- **Short problem**: Return the lines between the line holding "wooden shutter, that" and the line holding "[[[96,136],[116,133],[112,71],[91,71],[91,108],[96,115]]]", inclusive, reproducing them exactly. Leave the pictures out of your answer.

[Start of Information shown]

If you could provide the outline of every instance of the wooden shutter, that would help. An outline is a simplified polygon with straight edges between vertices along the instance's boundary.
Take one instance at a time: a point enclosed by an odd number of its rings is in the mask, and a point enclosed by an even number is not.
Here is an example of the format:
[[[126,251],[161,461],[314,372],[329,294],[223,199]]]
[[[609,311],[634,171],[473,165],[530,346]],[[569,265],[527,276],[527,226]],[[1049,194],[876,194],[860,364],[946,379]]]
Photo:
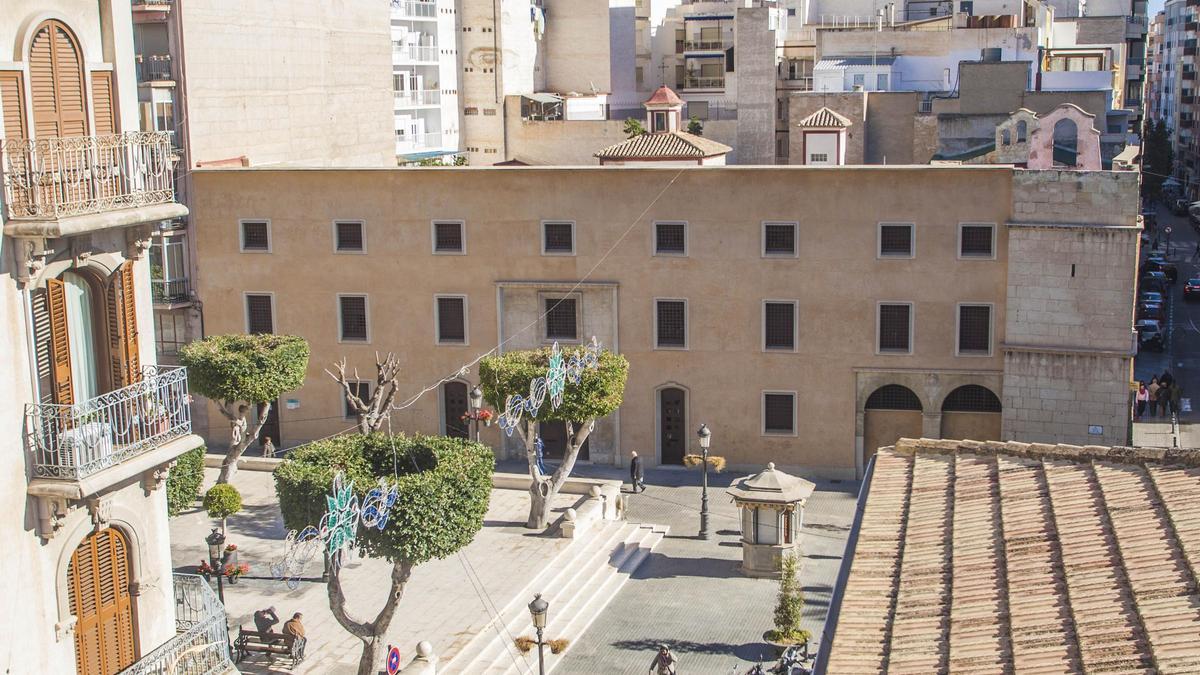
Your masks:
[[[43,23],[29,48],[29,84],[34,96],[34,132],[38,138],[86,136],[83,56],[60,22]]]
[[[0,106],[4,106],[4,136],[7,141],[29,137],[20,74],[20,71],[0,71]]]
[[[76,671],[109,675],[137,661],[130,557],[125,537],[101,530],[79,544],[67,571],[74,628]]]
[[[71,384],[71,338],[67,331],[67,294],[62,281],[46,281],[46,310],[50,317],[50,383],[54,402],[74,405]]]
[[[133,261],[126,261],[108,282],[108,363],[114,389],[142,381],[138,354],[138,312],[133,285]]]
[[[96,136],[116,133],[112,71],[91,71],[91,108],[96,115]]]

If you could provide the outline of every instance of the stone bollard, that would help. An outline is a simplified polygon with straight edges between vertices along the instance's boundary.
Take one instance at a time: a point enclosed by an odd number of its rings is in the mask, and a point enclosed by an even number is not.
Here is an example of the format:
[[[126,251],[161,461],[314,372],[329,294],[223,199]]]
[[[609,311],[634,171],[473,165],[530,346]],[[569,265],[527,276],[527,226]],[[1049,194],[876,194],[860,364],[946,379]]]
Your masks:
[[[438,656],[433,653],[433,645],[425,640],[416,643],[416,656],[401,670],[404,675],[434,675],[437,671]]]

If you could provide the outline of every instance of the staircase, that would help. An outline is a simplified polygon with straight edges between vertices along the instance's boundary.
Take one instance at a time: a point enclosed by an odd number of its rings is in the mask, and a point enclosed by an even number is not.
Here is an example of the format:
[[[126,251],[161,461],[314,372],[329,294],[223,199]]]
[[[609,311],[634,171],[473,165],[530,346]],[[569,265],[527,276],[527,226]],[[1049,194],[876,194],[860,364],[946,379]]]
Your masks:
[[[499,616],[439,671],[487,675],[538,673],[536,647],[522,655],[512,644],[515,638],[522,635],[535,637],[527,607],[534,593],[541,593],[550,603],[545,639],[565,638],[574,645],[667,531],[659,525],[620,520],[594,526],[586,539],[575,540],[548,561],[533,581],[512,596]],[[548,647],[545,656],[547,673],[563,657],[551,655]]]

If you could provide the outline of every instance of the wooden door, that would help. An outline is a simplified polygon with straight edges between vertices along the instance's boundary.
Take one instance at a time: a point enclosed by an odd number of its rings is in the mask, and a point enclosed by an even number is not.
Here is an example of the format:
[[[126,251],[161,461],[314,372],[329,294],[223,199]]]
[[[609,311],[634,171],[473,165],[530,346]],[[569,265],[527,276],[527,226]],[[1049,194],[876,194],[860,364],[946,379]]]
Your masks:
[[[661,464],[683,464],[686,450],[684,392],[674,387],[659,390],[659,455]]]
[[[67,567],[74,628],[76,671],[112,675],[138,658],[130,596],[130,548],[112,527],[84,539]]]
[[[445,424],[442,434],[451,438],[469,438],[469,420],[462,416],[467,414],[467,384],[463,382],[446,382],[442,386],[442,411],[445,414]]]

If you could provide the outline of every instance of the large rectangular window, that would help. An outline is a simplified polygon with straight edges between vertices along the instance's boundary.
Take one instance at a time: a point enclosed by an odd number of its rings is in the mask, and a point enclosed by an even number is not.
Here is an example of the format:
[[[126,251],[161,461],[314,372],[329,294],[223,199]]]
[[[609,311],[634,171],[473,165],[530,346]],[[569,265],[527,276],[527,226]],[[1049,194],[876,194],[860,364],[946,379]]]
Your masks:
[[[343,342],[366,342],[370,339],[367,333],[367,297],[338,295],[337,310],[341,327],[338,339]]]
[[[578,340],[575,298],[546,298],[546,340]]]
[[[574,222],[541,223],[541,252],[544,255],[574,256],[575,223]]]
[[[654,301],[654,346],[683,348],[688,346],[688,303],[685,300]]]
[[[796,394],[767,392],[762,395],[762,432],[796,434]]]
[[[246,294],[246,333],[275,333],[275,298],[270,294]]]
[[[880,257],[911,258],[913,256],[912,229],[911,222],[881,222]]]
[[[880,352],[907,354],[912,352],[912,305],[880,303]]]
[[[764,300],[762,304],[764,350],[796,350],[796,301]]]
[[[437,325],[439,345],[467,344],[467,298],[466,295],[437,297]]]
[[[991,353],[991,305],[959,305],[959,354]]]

[End of Information shown]
[Start of Information shown]

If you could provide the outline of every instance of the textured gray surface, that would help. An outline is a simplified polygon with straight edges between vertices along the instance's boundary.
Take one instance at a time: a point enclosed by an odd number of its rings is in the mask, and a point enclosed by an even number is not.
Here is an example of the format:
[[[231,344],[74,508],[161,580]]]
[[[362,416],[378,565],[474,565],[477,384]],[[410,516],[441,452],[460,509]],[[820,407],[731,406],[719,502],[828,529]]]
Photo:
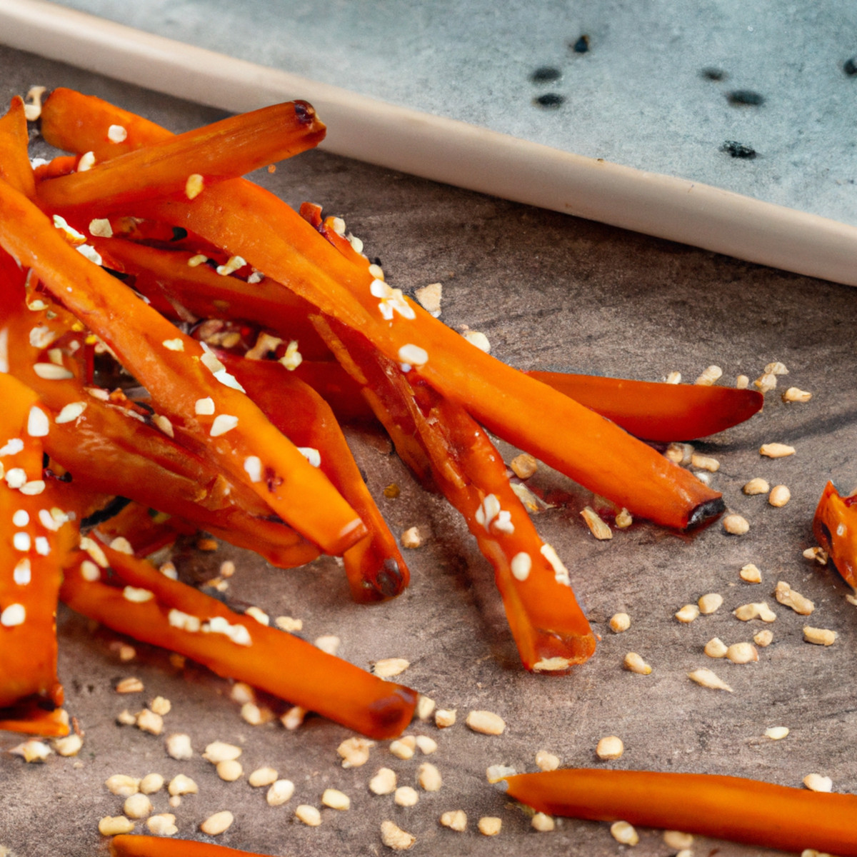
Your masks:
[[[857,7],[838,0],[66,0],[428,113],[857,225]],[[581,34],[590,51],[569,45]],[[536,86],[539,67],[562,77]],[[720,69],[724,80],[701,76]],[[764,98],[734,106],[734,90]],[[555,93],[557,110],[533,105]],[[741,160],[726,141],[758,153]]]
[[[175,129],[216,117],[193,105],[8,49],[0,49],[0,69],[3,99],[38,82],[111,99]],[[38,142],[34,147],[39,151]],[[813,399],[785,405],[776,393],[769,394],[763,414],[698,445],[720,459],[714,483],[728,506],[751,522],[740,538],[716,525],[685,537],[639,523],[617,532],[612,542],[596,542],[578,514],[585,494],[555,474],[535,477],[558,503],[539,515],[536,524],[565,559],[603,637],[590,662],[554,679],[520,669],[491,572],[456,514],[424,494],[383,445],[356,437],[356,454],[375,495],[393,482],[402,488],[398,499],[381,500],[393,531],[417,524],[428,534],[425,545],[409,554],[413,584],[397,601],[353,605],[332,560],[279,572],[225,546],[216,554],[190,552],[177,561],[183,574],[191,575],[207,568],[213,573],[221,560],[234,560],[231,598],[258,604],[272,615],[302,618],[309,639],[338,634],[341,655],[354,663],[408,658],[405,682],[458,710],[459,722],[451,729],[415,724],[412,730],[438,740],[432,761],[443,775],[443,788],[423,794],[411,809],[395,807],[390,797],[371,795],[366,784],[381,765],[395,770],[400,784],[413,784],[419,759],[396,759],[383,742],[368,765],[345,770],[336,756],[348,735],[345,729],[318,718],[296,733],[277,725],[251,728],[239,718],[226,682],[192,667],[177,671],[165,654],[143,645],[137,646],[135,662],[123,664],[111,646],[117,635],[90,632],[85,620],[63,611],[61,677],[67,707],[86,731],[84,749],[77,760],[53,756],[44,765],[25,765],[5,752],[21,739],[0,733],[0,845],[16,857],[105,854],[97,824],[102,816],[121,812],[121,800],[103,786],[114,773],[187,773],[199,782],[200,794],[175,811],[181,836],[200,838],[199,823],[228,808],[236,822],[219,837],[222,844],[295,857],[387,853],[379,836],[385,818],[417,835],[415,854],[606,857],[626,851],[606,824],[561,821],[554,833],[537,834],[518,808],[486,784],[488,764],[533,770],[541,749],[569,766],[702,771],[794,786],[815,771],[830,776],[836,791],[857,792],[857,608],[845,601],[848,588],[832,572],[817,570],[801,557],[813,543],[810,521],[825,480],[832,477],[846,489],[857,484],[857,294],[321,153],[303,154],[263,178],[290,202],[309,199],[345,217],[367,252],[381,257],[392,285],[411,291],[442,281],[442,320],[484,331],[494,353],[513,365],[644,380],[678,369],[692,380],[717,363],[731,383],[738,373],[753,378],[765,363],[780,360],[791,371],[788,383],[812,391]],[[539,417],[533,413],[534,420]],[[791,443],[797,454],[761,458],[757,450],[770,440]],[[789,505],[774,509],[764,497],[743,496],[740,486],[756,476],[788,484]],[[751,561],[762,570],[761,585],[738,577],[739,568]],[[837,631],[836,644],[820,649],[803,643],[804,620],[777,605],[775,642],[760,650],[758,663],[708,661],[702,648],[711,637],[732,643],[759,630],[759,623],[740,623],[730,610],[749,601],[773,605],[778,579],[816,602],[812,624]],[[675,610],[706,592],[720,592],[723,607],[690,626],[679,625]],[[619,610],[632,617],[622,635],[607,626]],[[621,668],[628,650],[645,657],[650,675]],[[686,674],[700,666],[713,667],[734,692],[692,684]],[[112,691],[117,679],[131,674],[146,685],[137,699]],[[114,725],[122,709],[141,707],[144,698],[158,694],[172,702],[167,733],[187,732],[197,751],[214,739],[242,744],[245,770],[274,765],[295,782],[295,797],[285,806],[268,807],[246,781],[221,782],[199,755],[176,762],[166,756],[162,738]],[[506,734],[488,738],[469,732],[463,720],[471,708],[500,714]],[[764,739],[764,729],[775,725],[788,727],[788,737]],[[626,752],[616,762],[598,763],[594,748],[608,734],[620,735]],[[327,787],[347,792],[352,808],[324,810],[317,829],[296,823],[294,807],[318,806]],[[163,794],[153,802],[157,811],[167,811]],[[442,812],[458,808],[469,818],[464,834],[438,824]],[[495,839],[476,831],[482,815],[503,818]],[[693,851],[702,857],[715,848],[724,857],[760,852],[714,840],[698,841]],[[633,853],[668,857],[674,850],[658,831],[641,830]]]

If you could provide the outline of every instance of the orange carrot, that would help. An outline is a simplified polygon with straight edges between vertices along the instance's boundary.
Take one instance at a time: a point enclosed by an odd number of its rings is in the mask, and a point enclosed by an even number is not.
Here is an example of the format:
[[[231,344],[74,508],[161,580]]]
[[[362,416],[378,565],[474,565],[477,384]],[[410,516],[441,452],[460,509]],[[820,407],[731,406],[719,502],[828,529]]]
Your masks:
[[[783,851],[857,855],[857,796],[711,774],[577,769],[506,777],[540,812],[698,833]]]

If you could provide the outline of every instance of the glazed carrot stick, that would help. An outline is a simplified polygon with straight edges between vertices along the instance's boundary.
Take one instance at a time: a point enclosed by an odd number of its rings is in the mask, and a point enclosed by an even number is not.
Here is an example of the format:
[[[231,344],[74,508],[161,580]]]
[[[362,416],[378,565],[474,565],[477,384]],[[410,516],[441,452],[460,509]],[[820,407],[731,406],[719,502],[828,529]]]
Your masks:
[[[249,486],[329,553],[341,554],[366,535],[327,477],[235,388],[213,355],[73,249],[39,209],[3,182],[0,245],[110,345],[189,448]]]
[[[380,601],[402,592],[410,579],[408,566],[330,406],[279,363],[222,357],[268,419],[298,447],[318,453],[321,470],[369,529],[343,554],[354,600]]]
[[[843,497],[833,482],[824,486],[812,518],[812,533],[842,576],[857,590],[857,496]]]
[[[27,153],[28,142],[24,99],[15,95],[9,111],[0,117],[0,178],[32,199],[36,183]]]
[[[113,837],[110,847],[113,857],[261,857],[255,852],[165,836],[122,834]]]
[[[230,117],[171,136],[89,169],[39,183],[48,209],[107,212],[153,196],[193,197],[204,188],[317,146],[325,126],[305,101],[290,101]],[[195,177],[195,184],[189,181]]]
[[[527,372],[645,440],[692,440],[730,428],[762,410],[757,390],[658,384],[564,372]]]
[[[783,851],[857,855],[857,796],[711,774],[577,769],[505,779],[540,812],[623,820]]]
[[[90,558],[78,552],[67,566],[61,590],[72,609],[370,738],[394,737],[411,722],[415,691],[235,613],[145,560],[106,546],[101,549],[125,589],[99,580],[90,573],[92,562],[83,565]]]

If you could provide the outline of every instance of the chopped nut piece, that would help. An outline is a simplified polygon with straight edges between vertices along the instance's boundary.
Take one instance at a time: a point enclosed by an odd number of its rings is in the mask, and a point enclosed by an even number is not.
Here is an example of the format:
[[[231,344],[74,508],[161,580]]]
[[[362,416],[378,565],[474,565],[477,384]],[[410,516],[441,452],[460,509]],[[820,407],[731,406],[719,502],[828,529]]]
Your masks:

[End of Information shown]

- **Output for this exercise**:
If you could provide the outline of every instance of the wooden shutter, that would help. An outline is a simplified polygon with straight edges between vertices along the instance's boundary.
Take one instance at a time: a point enclosed by an odd number of its rings is in the mask, and a point enclosed by an even number is not.
Here is an example of the format:
[[[126,251],[161,461],[314,372],[329,294],[223,199]]]
[[[609,311],[634,171],[473,165],[530,346]],[[569,265],[527,276],[527,226]],[[1049,194],[876,194],[860,364],[946,379]]]
Photo:
Your masks:
[[[43,23],[29,48],[29,84],[34,96],[34,132],[38,138],[86,136],[83,56],[60,22]]]
[[[0,106],[4,106],[4,136],[7,141],[29,137],[20,74],[20,71],[0,71]]]
[[[76,671],[109,675],[137,661],[130,557],[125,537],[101,530],[79,544],[67,571],[74,628]]]
[[[71,384],[71,338],[67,331],[67,294],[62,281],[46,281],[46,310],[50,317],[50,383],[54,402],[74,405]]]
[[[133,261],[126,261],[108,282],[108,363],[114,389],[142,381],[138,354],[138,312],[133,285]]]
[[[96,136],[116,133],[112,71],[91,71],[91,108],[96,115]]]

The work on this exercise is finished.